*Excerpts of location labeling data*
/---
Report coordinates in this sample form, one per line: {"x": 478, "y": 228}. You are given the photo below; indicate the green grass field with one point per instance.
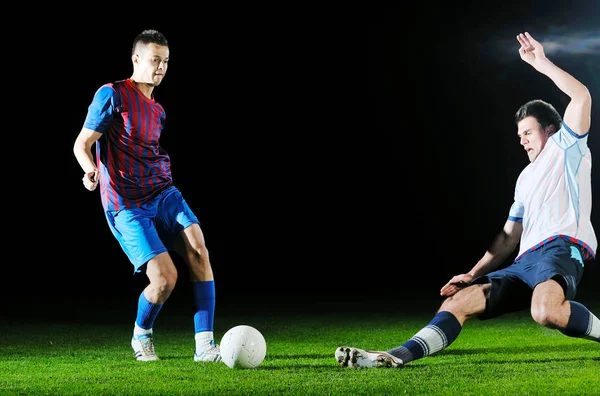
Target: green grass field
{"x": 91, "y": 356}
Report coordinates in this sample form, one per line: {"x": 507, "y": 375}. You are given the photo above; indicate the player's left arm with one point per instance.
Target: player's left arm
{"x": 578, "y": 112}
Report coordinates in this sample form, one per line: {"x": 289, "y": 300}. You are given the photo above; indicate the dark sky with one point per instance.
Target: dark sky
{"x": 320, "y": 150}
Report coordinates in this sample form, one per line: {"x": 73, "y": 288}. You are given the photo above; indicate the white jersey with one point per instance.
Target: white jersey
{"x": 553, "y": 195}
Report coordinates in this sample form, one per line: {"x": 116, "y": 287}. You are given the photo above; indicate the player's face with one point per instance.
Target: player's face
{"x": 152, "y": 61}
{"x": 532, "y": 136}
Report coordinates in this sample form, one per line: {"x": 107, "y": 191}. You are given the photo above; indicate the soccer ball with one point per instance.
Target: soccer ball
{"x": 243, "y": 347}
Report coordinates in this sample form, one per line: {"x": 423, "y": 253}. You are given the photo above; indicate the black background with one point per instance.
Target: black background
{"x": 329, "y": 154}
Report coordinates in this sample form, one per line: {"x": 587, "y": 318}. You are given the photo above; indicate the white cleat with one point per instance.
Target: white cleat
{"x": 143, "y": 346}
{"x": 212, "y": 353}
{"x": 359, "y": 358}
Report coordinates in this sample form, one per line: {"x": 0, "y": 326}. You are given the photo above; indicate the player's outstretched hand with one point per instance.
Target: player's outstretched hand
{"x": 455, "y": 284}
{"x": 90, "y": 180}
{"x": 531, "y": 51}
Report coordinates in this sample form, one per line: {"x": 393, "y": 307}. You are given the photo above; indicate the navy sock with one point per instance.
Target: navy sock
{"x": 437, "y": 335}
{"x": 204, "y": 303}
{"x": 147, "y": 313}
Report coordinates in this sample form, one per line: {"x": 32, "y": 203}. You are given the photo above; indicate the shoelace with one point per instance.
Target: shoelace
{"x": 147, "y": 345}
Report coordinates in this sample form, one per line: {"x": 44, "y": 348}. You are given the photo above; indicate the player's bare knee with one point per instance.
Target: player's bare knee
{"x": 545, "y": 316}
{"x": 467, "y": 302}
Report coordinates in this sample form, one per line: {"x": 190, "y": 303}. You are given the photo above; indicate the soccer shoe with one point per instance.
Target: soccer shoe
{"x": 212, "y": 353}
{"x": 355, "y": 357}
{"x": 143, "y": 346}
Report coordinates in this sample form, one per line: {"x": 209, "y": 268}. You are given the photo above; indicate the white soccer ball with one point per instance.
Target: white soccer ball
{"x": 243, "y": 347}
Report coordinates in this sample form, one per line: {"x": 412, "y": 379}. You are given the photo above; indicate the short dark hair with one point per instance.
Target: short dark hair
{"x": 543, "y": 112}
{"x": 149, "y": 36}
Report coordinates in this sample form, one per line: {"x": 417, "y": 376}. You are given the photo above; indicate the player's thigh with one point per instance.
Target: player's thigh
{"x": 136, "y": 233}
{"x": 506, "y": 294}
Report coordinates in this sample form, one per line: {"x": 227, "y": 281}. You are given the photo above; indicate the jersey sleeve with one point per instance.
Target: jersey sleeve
\---
Give back, exactly as written, the lines from the one with "shoelace with one point per instance." to the last line.

*Output for this task*
Report coordinates in this sample form, one per line: {"x": 32, "y": 203}. You are given the photo above; indicate the shoelace with one point per instance.
Target: shoelace
{"x": 147, "y": 345}
Report coordinates in this sample form, one per line: {"x": 44, "y": 348}. You are given the photo above; indicate the player's bare knee with one point per instance.
Target: player's bare knee
{"x": 545, "y": 316}
{"x": 467, "y": 302}
Report coordinates in this sample form, one per line: {"x": 190, "y": 303}. You are given the photo above; indicate the soccer shoe with one point per instance.
Target: soccer shoe
{"x": 212, "y": 353}
{"x": 355, "y": 357}
{"x": 143, "y": 346}
Report coordinates in this sample form, one per line: {"x": 209, "y": 268}. You are given the photo above; indicate the white soccer ball with one point per instance.
Target: white soccer ball
{"x": 243, "y": 347}
Report coordinates in this sample form, one per line: {"x": 412, "y": 379}. You are given the photo above; indicate the short dark hair with one point per instance.
Target: short dark hair
{"x": 543, "y": 112}
{"x": 149, "y": 36}
Report coordinates in this sample form, one per line: {"x": 417, "y": 376}. You are given the photo above; indicate the player's thigh with one point per instance.
Target: player's thigh
{"x": 136, "y": 233}
{"x": 506, "y": 294}
Report coordinates in this sample form, one per line: {"x": 227, "y": 281}. You are given the photo above; indicate the jersey sleeve with one point per instance.
Target: jersey sleeve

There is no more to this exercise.